Exercise goal >> Pull out each line below that contains the word "bare".

**** Material for this exercise ****

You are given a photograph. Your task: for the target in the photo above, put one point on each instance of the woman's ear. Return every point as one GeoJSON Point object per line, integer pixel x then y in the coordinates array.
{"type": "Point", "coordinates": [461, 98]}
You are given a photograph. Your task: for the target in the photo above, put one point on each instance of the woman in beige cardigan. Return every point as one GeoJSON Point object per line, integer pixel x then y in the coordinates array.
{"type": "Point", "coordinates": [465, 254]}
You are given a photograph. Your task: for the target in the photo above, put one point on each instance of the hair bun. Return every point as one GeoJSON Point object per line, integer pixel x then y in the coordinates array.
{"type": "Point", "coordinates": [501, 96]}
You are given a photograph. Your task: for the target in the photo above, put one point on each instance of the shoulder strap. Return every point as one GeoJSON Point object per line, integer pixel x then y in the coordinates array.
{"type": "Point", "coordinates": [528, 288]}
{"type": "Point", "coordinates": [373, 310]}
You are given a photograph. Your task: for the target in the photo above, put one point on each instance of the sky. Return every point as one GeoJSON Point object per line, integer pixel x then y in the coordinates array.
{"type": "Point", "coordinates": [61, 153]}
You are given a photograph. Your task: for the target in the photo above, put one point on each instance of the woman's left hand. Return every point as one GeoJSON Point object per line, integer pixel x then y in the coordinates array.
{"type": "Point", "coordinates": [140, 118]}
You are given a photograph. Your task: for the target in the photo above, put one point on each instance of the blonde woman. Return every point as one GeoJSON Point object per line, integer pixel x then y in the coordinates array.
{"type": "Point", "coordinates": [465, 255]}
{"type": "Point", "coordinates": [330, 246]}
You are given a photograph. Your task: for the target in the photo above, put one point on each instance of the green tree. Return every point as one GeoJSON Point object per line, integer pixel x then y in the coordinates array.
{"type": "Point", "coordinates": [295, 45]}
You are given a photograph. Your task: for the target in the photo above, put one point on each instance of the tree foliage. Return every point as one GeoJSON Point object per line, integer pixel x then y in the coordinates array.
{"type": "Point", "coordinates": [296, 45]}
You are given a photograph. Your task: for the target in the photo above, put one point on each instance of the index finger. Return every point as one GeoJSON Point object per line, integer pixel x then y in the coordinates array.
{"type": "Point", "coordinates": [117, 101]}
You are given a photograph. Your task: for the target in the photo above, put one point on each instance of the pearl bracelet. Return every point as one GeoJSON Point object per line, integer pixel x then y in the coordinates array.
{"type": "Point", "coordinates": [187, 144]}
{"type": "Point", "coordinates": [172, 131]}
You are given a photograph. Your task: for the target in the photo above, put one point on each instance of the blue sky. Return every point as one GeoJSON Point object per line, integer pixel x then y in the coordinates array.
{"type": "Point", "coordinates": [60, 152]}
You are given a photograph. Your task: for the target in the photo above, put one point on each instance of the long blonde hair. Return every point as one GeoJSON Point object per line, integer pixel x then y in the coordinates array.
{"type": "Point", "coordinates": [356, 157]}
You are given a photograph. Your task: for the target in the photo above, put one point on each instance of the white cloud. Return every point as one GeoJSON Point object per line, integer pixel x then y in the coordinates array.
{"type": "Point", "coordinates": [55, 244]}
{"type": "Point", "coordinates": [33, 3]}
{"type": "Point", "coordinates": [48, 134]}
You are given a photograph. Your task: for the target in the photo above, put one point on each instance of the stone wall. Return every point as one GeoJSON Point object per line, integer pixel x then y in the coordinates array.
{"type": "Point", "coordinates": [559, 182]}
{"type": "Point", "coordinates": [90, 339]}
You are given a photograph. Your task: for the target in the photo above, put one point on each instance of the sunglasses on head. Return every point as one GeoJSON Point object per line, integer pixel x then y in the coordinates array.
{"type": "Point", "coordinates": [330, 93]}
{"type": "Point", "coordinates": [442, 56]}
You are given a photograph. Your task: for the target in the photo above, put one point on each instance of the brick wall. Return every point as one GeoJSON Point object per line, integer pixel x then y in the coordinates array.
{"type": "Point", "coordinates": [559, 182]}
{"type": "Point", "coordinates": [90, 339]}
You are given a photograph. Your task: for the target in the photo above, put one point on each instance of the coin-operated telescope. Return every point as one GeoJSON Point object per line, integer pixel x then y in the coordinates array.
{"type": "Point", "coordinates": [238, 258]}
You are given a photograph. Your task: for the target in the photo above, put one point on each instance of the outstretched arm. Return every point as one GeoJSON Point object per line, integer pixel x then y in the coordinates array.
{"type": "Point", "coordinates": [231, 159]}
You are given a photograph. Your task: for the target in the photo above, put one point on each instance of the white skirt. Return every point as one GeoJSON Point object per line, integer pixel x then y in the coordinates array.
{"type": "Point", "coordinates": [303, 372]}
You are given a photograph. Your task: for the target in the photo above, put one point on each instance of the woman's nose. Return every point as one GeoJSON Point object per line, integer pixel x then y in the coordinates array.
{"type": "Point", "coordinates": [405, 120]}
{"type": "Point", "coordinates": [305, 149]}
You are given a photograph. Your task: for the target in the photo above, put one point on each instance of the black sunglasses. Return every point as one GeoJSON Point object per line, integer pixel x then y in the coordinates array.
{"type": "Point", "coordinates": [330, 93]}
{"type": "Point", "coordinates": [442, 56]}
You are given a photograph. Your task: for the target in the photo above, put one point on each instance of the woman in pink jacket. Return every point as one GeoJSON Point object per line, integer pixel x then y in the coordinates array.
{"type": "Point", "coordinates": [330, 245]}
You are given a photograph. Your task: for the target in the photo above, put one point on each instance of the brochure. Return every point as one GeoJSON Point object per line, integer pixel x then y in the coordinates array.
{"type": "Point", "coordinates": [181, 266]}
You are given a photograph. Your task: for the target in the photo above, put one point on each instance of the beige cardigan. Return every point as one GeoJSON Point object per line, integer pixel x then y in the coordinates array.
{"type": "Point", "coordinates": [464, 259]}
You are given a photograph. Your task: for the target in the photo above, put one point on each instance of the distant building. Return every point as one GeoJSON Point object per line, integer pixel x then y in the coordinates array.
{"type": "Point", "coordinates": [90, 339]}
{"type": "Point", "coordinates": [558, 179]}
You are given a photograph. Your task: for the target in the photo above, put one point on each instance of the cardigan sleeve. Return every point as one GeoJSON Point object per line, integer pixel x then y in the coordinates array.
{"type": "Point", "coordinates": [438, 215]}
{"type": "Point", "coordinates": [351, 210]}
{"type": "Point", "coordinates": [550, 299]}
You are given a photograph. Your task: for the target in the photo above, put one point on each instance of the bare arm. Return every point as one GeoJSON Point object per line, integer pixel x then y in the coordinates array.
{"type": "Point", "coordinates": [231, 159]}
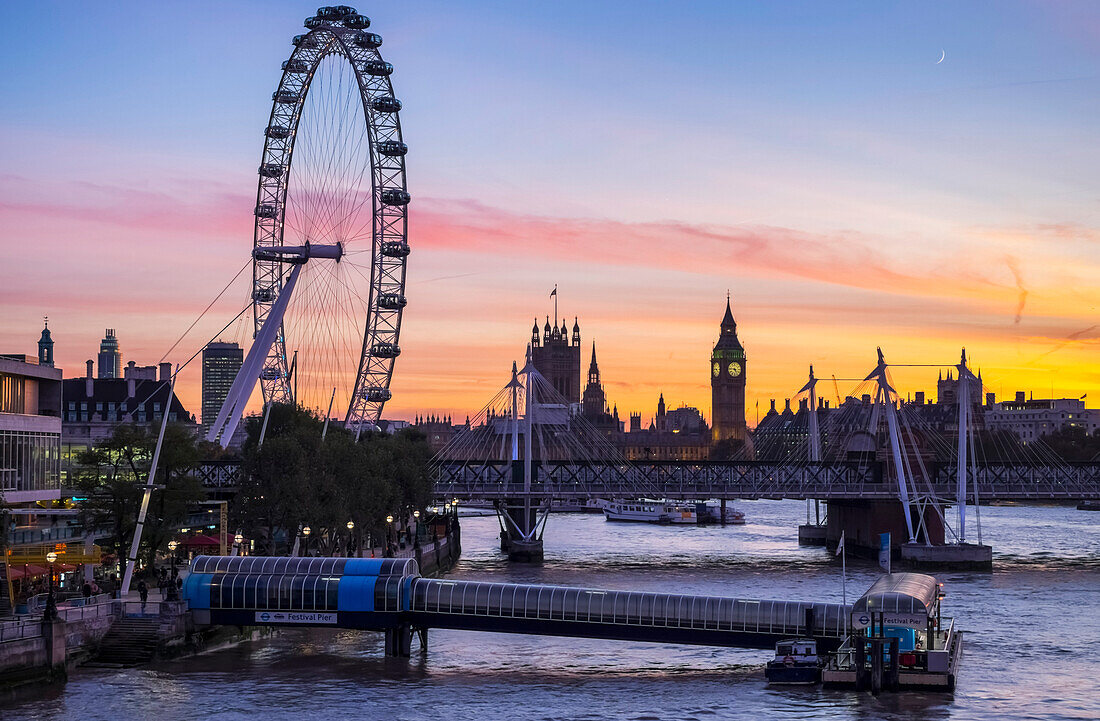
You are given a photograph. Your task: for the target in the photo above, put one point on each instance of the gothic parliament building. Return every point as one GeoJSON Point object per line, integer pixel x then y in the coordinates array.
{"type": "Point", "coordinates": [674, 434]}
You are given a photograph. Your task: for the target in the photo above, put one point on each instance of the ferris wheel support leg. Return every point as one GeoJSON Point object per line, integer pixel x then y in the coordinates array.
{"type": "Point", "coordinates": [245, 381]}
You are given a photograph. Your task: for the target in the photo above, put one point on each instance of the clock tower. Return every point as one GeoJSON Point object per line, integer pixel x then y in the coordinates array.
{"type": "Point", "coordinates": [727, 383]}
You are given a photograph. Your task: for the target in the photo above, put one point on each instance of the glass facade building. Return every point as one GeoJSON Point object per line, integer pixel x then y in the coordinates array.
{"type": "Point", "coordinates": [30, 461]}
{"type": "Point", "coordinates": [220, 364]}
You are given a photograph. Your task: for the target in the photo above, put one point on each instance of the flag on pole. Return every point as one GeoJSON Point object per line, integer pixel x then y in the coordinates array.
{"type": "Point", "coordinates": [884, 552]}
{"type": "Point", "coordinates": [844, 571]}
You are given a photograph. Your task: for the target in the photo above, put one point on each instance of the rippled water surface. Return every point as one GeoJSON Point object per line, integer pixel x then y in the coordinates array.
{"type": "Point", "coordinates": [1031, 652]}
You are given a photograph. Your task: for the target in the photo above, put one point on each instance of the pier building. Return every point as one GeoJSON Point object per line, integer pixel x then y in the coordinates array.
{"type": "Point", "coordinates": [389, 596]}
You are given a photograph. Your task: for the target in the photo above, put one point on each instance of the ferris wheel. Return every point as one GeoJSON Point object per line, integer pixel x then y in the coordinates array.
{"type": "Point", "coordinates": [331, 230]}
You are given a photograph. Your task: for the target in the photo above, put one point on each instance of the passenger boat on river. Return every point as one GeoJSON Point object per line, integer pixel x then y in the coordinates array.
{"type": "Point", "coordinates": [795, 663]}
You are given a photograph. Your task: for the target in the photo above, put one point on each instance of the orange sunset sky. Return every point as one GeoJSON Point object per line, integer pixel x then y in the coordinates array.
{"type": "Point", "coordinates": [846, 189]}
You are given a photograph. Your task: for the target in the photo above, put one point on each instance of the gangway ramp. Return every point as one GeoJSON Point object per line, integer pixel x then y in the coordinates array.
{"type": "Point", "coordinates": [386, 594]}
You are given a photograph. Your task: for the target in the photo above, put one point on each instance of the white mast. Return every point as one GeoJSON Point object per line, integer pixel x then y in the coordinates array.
{"type": "Point", "coordinates": [964, 399]}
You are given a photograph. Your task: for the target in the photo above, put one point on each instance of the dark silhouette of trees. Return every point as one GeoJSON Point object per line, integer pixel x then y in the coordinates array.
{"type": "Point", "coordinates": [296, 479]}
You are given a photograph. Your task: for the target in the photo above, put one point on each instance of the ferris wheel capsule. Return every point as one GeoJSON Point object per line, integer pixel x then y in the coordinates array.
{"type": "Point", "coordinates": [393, 149]}
{"type": "Point", "coordinates": [367, 41]}
{"type": "Point", "coordinates": [395, 196]}
{"type": "Point", "coordinates": [356, 22]}
{"type": "Point", "coordinates": [377, 68]}
{"type": "Point", "coordinates": [386, 104]}
{"type": "Point", "coordinates": [395, 249]}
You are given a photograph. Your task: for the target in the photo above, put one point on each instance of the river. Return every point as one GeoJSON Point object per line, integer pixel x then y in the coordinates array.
{"type": "Point", "coordinates": [1033, 631]}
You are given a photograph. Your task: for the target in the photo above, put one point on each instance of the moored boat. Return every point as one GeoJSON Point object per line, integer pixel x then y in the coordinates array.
{"type": "Point", "coordinates": [641, 511]}
{"type": "Point", "coordinates": [795, 663]}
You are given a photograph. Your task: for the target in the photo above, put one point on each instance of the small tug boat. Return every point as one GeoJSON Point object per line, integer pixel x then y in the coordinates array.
{"type": "Point", "coordinates": [795, 663]}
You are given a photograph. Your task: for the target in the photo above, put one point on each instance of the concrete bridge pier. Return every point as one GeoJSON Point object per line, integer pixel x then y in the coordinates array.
{"type": "Point", "coordinates": [861, 523]}
{"type": "Point", "coordinates": [812, 533]}
{"type": "Point", "coordinates": [399, 641]}
{"type": "Point", "coordinates": [520, 531]}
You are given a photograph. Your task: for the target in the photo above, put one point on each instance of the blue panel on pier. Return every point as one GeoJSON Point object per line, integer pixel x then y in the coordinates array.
{"type": "Point", "coordinates": [356, 593]}
{"type": "Point", "coordinates": [307, 566]}
{"type": "Point", "coordinates": [197, 590]}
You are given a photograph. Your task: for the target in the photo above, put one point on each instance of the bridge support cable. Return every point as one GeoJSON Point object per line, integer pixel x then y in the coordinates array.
{"type": "Point", "coordinates": [886, 397]}
{"type": "Point", "coordinates": [248, 375]}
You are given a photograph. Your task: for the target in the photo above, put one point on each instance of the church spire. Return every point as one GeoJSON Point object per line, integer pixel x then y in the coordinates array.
{"type": "Point", "coordinates": [727, 320]}
{"type": "Point", "coordinates": [46, 345]}
{"type": "Point", "coordinates": [593, 368]}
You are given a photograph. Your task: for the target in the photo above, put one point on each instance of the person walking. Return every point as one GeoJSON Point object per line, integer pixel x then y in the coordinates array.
{"type": "Point", "coordinates": [143, 592]}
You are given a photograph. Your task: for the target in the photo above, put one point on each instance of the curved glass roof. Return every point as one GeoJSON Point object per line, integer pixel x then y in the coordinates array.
{"type": "Point", "coordinates": [900, 593]}
{"type": "Point", "coordinates": [305, 566]}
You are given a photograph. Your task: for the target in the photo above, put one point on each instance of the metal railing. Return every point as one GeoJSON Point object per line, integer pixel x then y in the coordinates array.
{"type": "Point", "coordinates": [151, 608]}
{"type": "Point", "coordinates": [625, 608]}
{"type": "Point", "coordinates": [20, 630]}
{"type": "Point", "coordinates": [89, 611]}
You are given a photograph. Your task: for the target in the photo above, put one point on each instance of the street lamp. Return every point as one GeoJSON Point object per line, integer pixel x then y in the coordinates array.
{"type": "Point", "coordinates": [173, 545]}
{"type": "Point", "coordinates": [51, 601]}
{"type": "Point", "coordinates": [389, 535]}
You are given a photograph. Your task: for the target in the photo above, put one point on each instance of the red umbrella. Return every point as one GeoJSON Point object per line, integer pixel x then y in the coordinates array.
{"type": "Point", "coordinates": [200, 541]}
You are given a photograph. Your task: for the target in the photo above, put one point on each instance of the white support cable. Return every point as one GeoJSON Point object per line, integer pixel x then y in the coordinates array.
{"type": "Point", "coordinates": [963, 395]}
{"type": "Point", "coordinates": [132, 557]}
{"type": "Point", "coordinates": [249, 373]}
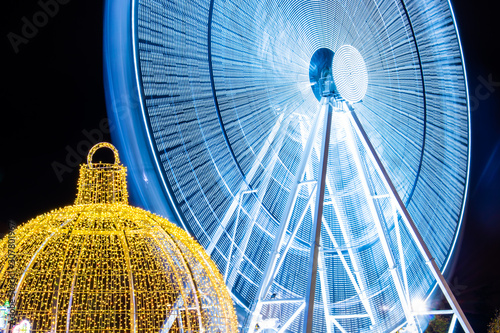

****

Reply to the task >>
You are given a photograph. Your task: for the target in the photo above, put one point on each instance of the bare arm. Return every point as one GeoJSON Point object per line, integer pixel x then y in the coordinates array.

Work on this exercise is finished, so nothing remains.